◆ THE DATA ◆

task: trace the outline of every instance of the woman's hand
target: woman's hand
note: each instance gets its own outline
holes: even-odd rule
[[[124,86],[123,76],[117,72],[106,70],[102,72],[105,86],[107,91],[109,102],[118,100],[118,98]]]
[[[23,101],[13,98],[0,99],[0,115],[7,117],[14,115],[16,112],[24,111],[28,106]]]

◆ TASK PROMPT ◆
Reproduce the material above verbatim, line for line, with no changes to its wording, numbers, or punctuation.

◆ CORRECT RESULT ◆
task: trace the outline of every instance of the woman's hand
target: woman's hand
note: each instance gets its own outline
holes: even-odd rule
[[[124,86],[123,76],[117,72],[106,70],[102,72],[105,86],[107,91],[109,102],[118,100],[118,98]]]
[[[23,101],[13,98],[0,99],[0,115],[7,117],[14,115],[16,112],[24,111],[28,106]]]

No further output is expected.